Saved entries
# # # #

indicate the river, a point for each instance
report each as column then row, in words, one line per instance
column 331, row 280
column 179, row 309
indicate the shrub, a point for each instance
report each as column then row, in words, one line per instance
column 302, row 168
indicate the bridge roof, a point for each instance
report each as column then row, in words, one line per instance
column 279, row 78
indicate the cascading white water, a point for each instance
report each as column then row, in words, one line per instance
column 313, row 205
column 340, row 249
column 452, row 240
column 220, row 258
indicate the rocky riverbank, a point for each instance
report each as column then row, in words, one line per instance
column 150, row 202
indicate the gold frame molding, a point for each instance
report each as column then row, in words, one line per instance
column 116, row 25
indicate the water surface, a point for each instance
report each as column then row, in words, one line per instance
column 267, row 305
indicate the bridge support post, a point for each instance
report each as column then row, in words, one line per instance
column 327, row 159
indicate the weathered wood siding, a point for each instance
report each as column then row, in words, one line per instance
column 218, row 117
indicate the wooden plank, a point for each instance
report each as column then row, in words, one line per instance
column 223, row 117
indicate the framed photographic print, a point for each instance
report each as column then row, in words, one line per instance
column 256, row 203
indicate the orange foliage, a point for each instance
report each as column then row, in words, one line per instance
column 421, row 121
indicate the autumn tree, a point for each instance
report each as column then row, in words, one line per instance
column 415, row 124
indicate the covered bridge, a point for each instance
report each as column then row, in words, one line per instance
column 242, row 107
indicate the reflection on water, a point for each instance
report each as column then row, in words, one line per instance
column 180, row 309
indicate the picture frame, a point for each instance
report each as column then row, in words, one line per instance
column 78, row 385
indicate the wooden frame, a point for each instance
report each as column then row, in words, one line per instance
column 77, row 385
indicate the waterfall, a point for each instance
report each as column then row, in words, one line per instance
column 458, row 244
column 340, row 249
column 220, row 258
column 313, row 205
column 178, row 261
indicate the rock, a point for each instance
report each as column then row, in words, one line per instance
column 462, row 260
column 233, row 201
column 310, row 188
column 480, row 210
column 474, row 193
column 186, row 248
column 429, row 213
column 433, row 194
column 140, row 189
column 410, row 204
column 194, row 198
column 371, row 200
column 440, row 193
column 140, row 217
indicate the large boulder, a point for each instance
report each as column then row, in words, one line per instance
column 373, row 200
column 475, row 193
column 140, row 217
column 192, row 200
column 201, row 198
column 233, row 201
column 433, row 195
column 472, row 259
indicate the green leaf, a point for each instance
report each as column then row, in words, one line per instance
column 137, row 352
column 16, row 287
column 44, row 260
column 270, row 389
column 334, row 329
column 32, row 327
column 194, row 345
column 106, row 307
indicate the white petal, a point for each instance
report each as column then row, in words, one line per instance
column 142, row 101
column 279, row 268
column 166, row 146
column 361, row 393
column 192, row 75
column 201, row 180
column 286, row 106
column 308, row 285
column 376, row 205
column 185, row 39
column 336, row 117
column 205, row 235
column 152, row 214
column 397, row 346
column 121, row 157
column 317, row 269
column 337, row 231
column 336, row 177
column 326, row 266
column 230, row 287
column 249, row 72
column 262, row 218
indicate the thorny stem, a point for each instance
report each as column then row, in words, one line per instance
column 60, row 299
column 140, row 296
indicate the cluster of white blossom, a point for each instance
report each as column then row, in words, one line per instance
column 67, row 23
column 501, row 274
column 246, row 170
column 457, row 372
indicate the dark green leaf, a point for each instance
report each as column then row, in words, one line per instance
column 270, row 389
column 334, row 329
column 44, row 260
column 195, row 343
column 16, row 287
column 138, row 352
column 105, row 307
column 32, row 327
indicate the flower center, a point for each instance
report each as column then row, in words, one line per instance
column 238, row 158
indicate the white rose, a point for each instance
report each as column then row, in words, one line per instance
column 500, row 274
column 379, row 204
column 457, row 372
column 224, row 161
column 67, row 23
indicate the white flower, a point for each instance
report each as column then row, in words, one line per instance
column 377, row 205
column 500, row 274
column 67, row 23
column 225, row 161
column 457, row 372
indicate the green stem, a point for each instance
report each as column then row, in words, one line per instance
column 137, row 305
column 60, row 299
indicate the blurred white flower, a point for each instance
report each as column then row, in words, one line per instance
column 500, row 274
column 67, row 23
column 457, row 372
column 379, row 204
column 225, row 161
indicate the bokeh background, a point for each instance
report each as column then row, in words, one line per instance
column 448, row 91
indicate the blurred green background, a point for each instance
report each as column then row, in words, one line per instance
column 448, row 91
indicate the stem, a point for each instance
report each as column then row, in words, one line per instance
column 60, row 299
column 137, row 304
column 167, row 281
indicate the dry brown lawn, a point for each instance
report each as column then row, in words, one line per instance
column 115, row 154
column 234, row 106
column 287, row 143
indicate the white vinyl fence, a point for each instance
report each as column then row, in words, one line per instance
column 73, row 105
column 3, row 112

# # # #

> _Your task_
All of the data needs to be printed once more, exactly.

> _Answer box_
indicate the river, a point for each instance
report each as column then row, in words, one line per instance
column 331, row 280
column 179, row 309
indicate the shrub, a point for each instance
report each as column then row, in words, one line per instance
column 302, row 168
indicate the bridge roof, a point for each instance
report each as column then row, in words, one line per instance
column 279, row 78
indicate the cascading white water, a point for each instance
report each as column then row, in words, one line per instance
column 313, row 205
column 340, row 249
column 452, row 240
column 220, row 258
indicate the rocky riverbank, a point for each instance
report each as column then row, in words, one line per instance
column 150, row 202
indicate the gold frame molding, a point for each instance
report each as column then row, in words, one line per instance
column 116, row 25
indicate the water surface, a point for each instance
report each as column then row, in words, one line per instance
column 267, row 305
indicate the bridge support post, a point for each instance
report each as column then row, in words, one line per instance
column 327, row 159
indicate the weathered wood siding, a point for each instance
report each as column then row, in words, one line per instance
column 218, row 117
indicate the wooden plank, a point for each instance
report each as column then row, in words, one line per instance
column 223, row 117
indicate the framed photographic print, a point for each instance
report each as column then row, in words, one line per instance
column 256, row 203
indicate the orange foliage, a point for each instance
report each as column then row, in words, one line per instance
column 421, row 121
indicate the autumn tree, a point for each instance
report each as column then row, in words, one line per instance
column 415, row 124
indicate the covered bridge, a point for each instance
report each as column then row, in words, one line per instance
column 242, row 107
indicate the reflection on water, a point for each instance
report each as column then row, in words, one line per instance
column 180, row 309
indicate the picture frame, a point for each instance
report each as column then row, in words, one line per instance
column 78, row 385
indicate the wooden frame, a point for each instance
report each as column then row, in words, one line per instance
column 77, row 385
indicate the waterfall, a point for each instance
report each as column then row, in words, one line per instance
column 458, row 244
column 340, row 249
column 220, row 258
column 313, row 205
column 178, row 261
indicate the rock, a point for each instance
report each as column then row, in words, one line per instance
column 462, row 260
column 233, row 201
column 310, row 188
column 480, row 210
column 474, row 193
column 186, row 248
column 429, row 213
column 433, row 194
column 140, row 189
column 410, row 204
column 194, row 198
column 371, row 200
column 440, row 193
column 140, row 217
indicate the large boulder, a point for each instance
report each as column then row, in words, one line per instance
column 373, row 200
column 475, row 193
column 140, row 217
column 192, row 200
column 201, row 198
column 233, row 201
column 433, row 195
column 472, row 259
indicate the green leaf, a point for each instance
report each as column then row, in words, one line per instance
column 137, row 352
column 16, row 287
column 44, row 260
column 270, row 389
column 334, row 329
column 32, row 327
column 194, row 345
column 106, row 307
indicate the white petal, a point for each instance
report each as column then row, in words, one line per instance
column 142, row 101
column 279, row 268
column 166, row 146
column 361, row 393
column 192, row 75
column 201, row 180
column 286, row 106
column 308, row 285
column 376, row 205
column 185, row 39
column 336, row 117
column 205, row 235
column 152, row 214
column 397, row 346
column 121, row 157
column 317, row 269
column 337, row 231
column 336, row 177
column 326, row 266
column 230, row 287
column 249, row 72
column 262, row 218
indicate the thorny stem, a point for each instance
report each as column then row, in words, one line per instance
column 60, row 299
column 140, row 296
indicate the cluster of white blossom, a point for each instance
report each as column then row, in words, one line per instance
column 67, row 23
column 501, row 274
column 246, row 170
column 457, row 372
indicate the dark green leaf, a point for each instance
report each as column then row, in words, one line per instance
column 270, row 389
column 334, row 329
column 44, row 260
column 195, row 343
column 16, row 287
column 138, row 352
column 105, row 307
column 32, row 327
indicate the flower center, a point for each instance
report each as column then row, in words, one line per instance
column 238, row 158
indicate the white rose, a point for each instance
report each as column then row, in words, one line per instance
column 500, row 274
column 379, row 204
column 457, row 372
column 224, row 161
column 67, row 23
indicate the white flower, a point for each instance
report each as column then row, in words, one line per instance
column 377, row 205
column 500, row 274
column 67, row 23
column 225, row 161
column 457, row 372
indicate the green stem, a point for each instance
report each as column then row, in words, one line per instance
column 137, row 305
column 60, row 299
indicate the blurred white flower, a point for each instance
report each as column then row, in words, one line per instance
column 500, row 274
column 67, row 23
column 457, row 372
column 379, row 204
column 225, row 161
indicate the bokeh background, a point for each instance
report each as column then row, in words, one line per instance
column 448, row 91
indicate the blurred green background, a point for each instance
report each as column then row, in words, one line per instance
column 448, row 91
indicate the stem, a point for each instance
report each as column then row, in words, one line per instance
column 60, row 299
column 137, row 304
column 167, row 281
indicate the dry brown lawn, a point for each instance
report each as column then row, in words, one line per instance
column 115, row 154
column 234, row 106
column 287, row 143
indicate the white vinyl fence, a point for each instance
report each as column then row, in words, one line per instance
column 73, row 105
column 3, row 112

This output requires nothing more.